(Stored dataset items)
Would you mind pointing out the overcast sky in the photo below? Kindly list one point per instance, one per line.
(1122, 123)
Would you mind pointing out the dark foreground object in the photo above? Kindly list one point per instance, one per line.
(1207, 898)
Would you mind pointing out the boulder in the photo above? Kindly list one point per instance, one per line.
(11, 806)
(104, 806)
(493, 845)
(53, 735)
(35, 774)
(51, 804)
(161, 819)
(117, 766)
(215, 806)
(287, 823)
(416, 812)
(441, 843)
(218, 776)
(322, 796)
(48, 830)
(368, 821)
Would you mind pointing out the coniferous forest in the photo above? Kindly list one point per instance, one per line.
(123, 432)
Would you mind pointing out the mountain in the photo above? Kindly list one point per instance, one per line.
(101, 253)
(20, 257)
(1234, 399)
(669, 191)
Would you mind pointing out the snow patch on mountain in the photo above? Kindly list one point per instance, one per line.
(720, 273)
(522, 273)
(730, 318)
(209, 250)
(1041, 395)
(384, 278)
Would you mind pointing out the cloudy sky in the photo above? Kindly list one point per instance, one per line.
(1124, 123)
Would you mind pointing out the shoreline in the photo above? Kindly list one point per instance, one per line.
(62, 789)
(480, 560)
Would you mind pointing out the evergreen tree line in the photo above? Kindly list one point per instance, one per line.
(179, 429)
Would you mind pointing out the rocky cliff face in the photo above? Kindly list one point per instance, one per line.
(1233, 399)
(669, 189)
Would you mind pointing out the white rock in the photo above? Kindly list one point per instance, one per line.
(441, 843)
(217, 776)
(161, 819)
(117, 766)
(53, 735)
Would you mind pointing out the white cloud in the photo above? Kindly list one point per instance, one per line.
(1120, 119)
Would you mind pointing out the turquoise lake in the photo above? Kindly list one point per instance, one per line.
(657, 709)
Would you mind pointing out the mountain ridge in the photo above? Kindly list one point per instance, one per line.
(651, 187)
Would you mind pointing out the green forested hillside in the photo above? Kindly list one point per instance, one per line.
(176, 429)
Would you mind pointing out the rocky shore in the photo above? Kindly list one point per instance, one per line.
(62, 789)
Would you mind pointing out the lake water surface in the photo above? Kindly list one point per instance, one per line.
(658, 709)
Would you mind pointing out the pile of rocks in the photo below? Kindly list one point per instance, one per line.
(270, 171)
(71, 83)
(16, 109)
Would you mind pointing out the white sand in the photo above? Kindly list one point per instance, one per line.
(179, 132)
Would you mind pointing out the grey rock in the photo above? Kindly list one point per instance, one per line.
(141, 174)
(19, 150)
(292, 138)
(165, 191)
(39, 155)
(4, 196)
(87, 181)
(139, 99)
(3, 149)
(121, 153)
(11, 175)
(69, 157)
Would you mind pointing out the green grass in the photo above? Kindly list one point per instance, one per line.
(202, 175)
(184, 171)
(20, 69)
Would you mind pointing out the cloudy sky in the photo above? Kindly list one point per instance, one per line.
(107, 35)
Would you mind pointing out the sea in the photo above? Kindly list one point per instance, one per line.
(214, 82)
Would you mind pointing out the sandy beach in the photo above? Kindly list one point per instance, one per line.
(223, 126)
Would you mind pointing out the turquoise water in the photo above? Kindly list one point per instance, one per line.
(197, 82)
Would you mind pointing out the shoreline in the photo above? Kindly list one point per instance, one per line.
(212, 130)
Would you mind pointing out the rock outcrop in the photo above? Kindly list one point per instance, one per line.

YOUR GOAL — Reproduce the records above exactly.

ANSWER SECTION —
Would you mind pointing out the overcast sky in the photo below? Kindly list one point per instance, one per line.
(1122, 123)
Would you mind pointing out the dark foreground object in the photo above? Kindly list one point per instance, one per line.
(1207, 898)
Would you mind pointing out the boulder in the photo above? Kindly list one point per instance, one per line.
(11, 806)
(104, 806)
(493, 845)
(53, 735)
(35, 774)
(51, 804)
(161, 819)
(117, 766)
(215, 806)
(287, 823)
(416, 812)
(441, 843)
(218, 776)
(322, 796)
(48, 830)
(368, 821)
Would you mind pointing out the coniferous forest in the photo above? Kindly list one point per instance, one per line.
(123, 432)
Would you mind pointing out the mountain in the photo above? Kindly list one point per instance, one per line.
(101, 253)
(20, 257)
(1234, 399)
(669, 191)
Would you mind pointing out the snow patch on mountain in the photo above? Kindly list one point per instance, one per line.
(720, 273)
(522, 273)
(730, 318)
(209, 250)
(1041, 395)
(384, 278)
Would you mind pointing out the cloudy sky in the photo above? Kindly list one point per instance, one per line.
(1124, 123)
Would you mind pointing out the shoreline in the photo above? Kindly list one point per instance, one per line.
(62, 789)
(480, 560)
Would you mind pointing out the evergreen tree line in the photo above? Kindly list one point per instance, one per line.
(179, 429)
Would you mind pointing out the rocky cliff face in the photo above? Kindly list one point per instance, one per line.
(1233, 399)
(669, 189)
Would you mind pointing out the white rock in the photo above? Kindly list one point per instance, one per line.
(441, 843)
(217, 776)
(161, 819)
(117, 766)
(53, 735)
Would you mind pointing out the white cloud in the photo above? Kindly list one point per instance, one per line.
(1120, 119)
Would you mind pointing out the turquoise lake in the photo above? Kindly list one point per instance, one per line.
(657, 709)
Would you mind pointing out the mountain ridge in the photo above? Kindly list one point per instance, one per line.
(651, 187)
Would you mind pointing out the green forested hillside in the photo above? Kindly list one point per instance, one per line.
(176, 429)
Would you mind pointing out the rocky shore in the photo above? Kindly list one point per instance, one per line.
(62, 789)
Would you mind pointing out the lake water surface in the photo above? Kindly list one point per instance, one per line.
(658, 709)
Would you mind pointing out the pile of rocks in the photo below? Kindly list one point per instance, one per line.
(270, 171)
(71, 83)
(16, 109)
Would you mind pointing out the white sand in the photo above? Kindly list one point per instance, one per line.
(179, 132)
Would you mind pointing out the grey rock in the photo above? Kindly list one point per instance, one per line.
(141, 174)
(19, 150)
(292, 138)
(165, 191)
(39, 155)
(4, 196)
(87, 181)
(139, 99)
(3, 149)
(121, 153)
(11, 175)
(69, 157)
Would you mind pointing out the green grass in the photo above? Kindly list one point per instance, one per line.
(202, 175)
(184, 171)
(20, 69)
Would you mind pointing out the cloudy sky in the photo above? Kindly list one point per instance, one per line.
(107, 35)
Would you mind pointing out the sea in the photo above? Kindly list one point per instance, one per line.
(214, 82)
Would you mind pointing out the sandy beach in the photo above? Kindly list one point per instance, one per line.
(223, 126)
Would you mind pointing out the turquoise water in the photo above? Kindly list one point per instance, one per line.
(197, 82)
Would you mind pointing out the shoreline in the photo above? Kindly list one point per instance, one per line.
(212, 130)
Would you mind pointing out the rock outcrop in the photo above? Kindly list one point per instance, one per line.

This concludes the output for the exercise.